Suggestion: Solutions beyond "balanced accuracy" to address the prevalence shift. #1

bastiseen · 2024-11-11T09:46:19Z

bastiseen
Nov 11, 2024

I am reaching out to you because I have read the above publication of yours with great interest. I am developing methods/solutions for robust machine learning model validation. As such your discussion on "Evaluating Models as Binary Classifiers" resonated with my own research.

Prevalence shift in the test sets when validating a model is also a cause that can introduce misleading interpretation of validation results. The publication of mine Mind your prevalence! in Journal of Cheminformatics discusses this issue in the context of QSAR and introduces a solution beyond balanced accuracy. Balanced accuracy is often defined as the mean of sensitivity (or recall of the positive class) and specificity (recall of the negative class or true negative rate) in the literature. In "Mind your prevalence!" accuracy is defined as an accuracy calibrated to a balanced test set. This concept is then applied to any metrics and lead to the corresponding balanced metrics: balanced MCC, balanced precision (or balance positive predictivity), balanced Cohen's Kappa coefficient and so on. This work also shows that MCC (and Cohen's Kappa coefficient) is not independent of prevalence as the bulk of the literature suggests. MCC and Cohen's Kappa coefficient can be misleading, in the same way but not to the same extend as precision, at extreme prevalence (i.e. very imbalanced test sets) and prevalence shift. MCC is less dependent on prevalence then precision.

I would be very happy to hear your or colleagues' thoughts on this topic. Would you consider including it in your discussion on "Evaluating Models as Binary Classifiers" from your publication? If you would like to discuss further please do not hesitate to reach out.

cwognum · 2024-11-11T12:45:48Z

cwognum
Nov 11, 2024
Maintainer

Thanks for the feedback @bastiseen ! Very interesting! I'll give it a more detailed read and will get back to you shortly!

In the meantime: @rrodriguezperez If I recall correctly, you raised the topic of prevalence. @jrash I think I remember you leaving some comments about this as well. I would love to hear your thoughts on this one!

0 replies

jrash · 2024-11-27T20:56:30Z

jrash
Nov 27, 2024
Collaborator

Hi @bastiseen, thank you sharing your paper. It is indeed relevant to the MCC metric we propose in D.2. Your paper argues that the MCC metric is not always invariant to class prevalence. We will need to read this paper more carefully as a group and decide how to address.

While we recommend a metric for balanced performance (i.e., prediction on positives and negatives are weighted equally), I find that these often have limited utility in drug discovery evaluations. This is because we often place higher importance on one class over another. We provide two examples in the section 3.3.1 of selecting what compounds to make and what compounds to not make. In both of these cases you only care about performance on one class, and your performance metrics should reflect this.

=== Supplied information ===
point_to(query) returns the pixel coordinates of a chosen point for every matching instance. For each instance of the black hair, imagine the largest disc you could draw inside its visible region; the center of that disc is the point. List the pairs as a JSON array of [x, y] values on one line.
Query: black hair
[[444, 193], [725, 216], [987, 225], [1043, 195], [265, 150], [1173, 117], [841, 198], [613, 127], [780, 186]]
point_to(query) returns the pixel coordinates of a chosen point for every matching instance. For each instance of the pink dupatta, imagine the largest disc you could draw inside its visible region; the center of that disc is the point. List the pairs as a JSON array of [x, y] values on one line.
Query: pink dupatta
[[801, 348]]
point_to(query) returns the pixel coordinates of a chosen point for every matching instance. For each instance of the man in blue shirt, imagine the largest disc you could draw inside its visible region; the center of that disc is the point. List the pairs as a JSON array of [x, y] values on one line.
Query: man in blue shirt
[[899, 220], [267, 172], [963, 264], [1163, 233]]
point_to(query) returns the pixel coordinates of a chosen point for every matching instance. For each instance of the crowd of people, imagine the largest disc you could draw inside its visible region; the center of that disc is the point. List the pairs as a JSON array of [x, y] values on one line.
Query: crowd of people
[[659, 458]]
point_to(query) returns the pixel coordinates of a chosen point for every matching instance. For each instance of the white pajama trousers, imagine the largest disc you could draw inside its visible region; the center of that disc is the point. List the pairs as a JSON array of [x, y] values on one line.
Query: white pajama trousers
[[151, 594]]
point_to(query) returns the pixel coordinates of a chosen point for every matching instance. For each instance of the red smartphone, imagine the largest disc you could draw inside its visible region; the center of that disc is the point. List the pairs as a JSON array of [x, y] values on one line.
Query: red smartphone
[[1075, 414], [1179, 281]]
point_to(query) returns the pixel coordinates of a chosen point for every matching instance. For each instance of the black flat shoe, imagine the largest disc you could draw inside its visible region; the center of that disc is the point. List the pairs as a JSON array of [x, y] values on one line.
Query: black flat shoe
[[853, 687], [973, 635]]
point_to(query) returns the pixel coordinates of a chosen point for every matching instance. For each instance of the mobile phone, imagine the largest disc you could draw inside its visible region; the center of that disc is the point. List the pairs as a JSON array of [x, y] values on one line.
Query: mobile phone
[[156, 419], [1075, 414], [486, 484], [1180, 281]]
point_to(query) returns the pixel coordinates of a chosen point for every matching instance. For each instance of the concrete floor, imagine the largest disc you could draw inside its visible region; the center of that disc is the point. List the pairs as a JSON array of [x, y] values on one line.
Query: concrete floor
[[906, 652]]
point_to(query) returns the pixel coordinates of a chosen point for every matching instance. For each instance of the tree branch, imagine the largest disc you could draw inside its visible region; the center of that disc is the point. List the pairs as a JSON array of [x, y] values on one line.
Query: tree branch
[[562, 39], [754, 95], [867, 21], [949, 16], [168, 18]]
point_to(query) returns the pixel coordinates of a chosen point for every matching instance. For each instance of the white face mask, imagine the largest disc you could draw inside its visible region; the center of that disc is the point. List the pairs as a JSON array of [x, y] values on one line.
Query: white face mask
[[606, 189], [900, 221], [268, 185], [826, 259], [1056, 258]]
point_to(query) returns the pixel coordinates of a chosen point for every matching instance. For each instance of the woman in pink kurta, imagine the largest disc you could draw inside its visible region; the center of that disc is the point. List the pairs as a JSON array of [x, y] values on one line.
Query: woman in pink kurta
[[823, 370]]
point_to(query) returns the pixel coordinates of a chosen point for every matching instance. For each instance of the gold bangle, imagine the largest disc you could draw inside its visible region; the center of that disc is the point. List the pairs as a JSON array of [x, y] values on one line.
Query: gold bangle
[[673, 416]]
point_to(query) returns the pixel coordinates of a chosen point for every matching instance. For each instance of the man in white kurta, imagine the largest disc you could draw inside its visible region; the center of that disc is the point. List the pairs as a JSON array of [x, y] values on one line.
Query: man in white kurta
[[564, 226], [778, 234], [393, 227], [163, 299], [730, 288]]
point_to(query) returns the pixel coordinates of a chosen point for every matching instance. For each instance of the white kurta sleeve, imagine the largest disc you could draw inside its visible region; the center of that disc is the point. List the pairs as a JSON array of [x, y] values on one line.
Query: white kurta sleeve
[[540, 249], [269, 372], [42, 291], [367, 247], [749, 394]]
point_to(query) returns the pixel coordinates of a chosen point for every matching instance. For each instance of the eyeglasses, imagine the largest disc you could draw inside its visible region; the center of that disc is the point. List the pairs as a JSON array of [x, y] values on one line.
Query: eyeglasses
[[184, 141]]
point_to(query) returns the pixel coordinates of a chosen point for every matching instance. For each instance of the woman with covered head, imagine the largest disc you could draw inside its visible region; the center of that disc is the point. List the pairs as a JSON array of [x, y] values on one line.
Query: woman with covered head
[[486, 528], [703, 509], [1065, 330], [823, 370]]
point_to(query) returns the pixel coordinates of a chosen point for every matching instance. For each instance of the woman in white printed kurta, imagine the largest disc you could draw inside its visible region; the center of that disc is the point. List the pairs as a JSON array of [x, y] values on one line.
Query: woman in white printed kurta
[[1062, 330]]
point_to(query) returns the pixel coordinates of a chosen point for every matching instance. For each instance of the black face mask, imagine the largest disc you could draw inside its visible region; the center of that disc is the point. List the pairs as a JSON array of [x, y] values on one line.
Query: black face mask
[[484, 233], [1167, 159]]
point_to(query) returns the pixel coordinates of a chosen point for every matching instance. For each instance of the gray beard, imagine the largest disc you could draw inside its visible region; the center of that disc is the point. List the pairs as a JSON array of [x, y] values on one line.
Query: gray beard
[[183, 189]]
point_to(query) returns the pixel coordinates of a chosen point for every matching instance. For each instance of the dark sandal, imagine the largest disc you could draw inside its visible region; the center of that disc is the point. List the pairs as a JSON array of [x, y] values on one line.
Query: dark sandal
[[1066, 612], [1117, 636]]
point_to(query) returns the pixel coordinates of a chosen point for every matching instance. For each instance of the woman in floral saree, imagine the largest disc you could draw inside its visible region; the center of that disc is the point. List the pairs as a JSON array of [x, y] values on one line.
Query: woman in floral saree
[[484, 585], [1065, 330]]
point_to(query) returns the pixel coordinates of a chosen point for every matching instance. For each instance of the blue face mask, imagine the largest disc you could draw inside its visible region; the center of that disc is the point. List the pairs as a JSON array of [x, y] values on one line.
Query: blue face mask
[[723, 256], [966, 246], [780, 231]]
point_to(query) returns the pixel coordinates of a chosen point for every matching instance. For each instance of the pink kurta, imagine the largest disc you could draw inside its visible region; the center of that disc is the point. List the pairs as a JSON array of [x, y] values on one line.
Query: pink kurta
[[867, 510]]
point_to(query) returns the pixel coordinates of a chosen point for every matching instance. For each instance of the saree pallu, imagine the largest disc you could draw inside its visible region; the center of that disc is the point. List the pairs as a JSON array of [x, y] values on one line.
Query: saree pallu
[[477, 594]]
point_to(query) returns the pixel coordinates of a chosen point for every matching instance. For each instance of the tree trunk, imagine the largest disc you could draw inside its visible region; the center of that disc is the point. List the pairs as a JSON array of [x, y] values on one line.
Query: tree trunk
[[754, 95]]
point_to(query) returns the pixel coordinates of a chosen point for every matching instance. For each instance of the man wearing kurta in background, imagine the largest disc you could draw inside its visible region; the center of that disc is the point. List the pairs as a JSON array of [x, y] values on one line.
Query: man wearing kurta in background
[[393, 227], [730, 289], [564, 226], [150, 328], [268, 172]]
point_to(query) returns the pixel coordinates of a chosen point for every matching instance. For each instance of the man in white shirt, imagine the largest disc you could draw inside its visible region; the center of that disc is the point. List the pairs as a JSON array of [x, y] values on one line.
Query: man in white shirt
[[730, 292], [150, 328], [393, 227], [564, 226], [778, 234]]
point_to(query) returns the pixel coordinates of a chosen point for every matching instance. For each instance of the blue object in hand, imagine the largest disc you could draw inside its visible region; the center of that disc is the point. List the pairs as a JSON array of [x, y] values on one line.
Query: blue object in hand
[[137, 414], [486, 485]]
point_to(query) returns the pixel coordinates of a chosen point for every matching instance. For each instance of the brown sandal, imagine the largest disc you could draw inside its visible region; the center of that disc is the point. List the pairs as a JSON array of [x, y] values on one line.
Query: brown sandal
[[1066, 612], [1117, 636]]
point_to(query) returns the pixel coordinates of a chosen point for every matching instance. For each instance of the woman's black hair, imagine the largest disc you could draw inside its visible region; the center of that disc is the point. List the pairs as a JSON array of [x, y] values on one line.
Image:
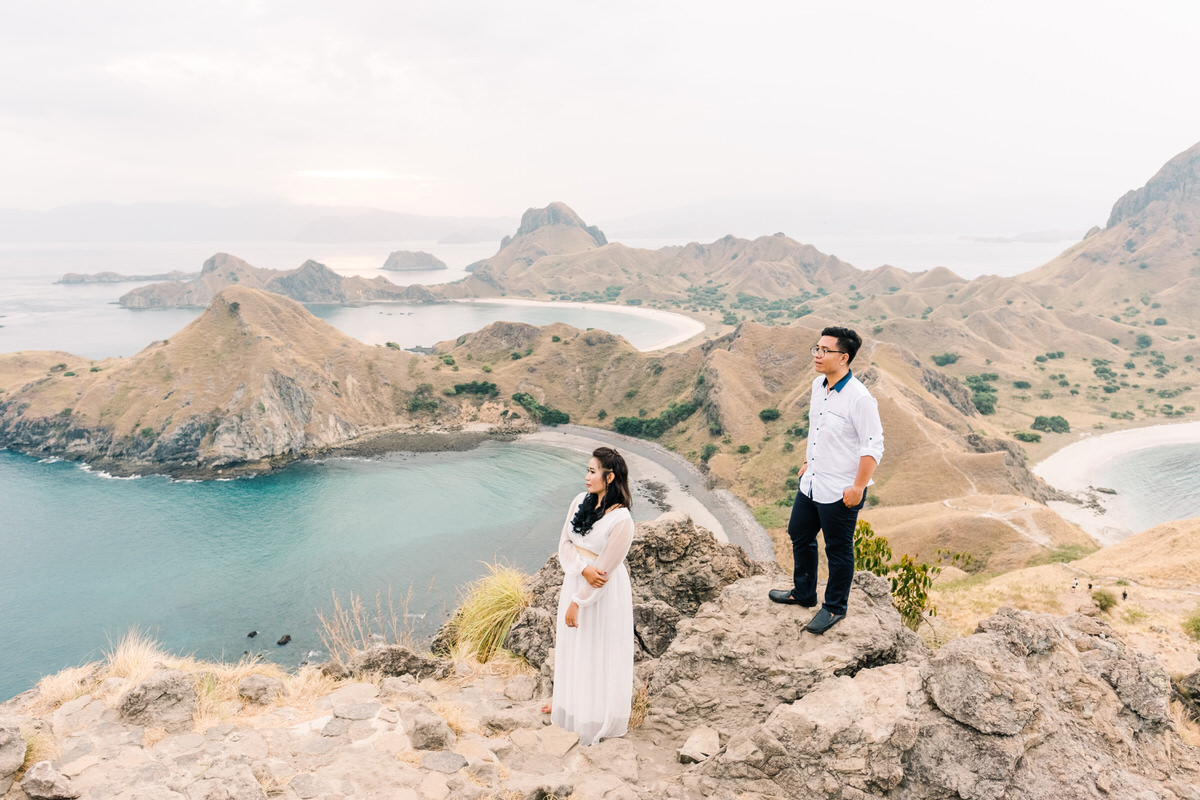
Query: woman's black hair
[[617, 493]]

=== Complete the following ===
**A)** Answer these questions about the thread on prevalence shift, each on its own line:
(i) In which journal did "Mind your prevalence!" appear?
(ii) According to the first post, which metric is less dependent on prevalence than precision?
(iii) In which section does the collaborator say the two examples about selecting which compounds to make are given?
**B)** Can you turn the paragraph in the thread on prevalence shift that begins "Prevalence shift in the test sets" into a short bulleted list that keeps its main facts?

=== Outputs in order ===
**A)**
(i) Journal of Cheminformatics
(ii) MCC
(iii) Section 3.3.1

**B)**
- Prevalence shift in test sets can lead to misleading interpretation of model validation results.
- "Mind your prevalence!" in the Journal of Cheminformatics discusses this for QSAR and offers a solution beyond balanced accuracy.
- The literature often defines balanced accuracy as the mean of sensitivity and specificity.
- In that paper, accuracy is defined as accuracy calibrated to a balanced test set. Applying this to any metric gives balanced metrics such as balanced MCC, balanced precision and balanced Cohen's Kappa coefficient.
- Contrary to most of the literature, MCC and Cohen's Kappa coefficient are not independent of prevalence.
- At extreme prevalence and under prevalence shift, they can mislead in the same way as precision, though less so. MCC depends less on prevalence than precision.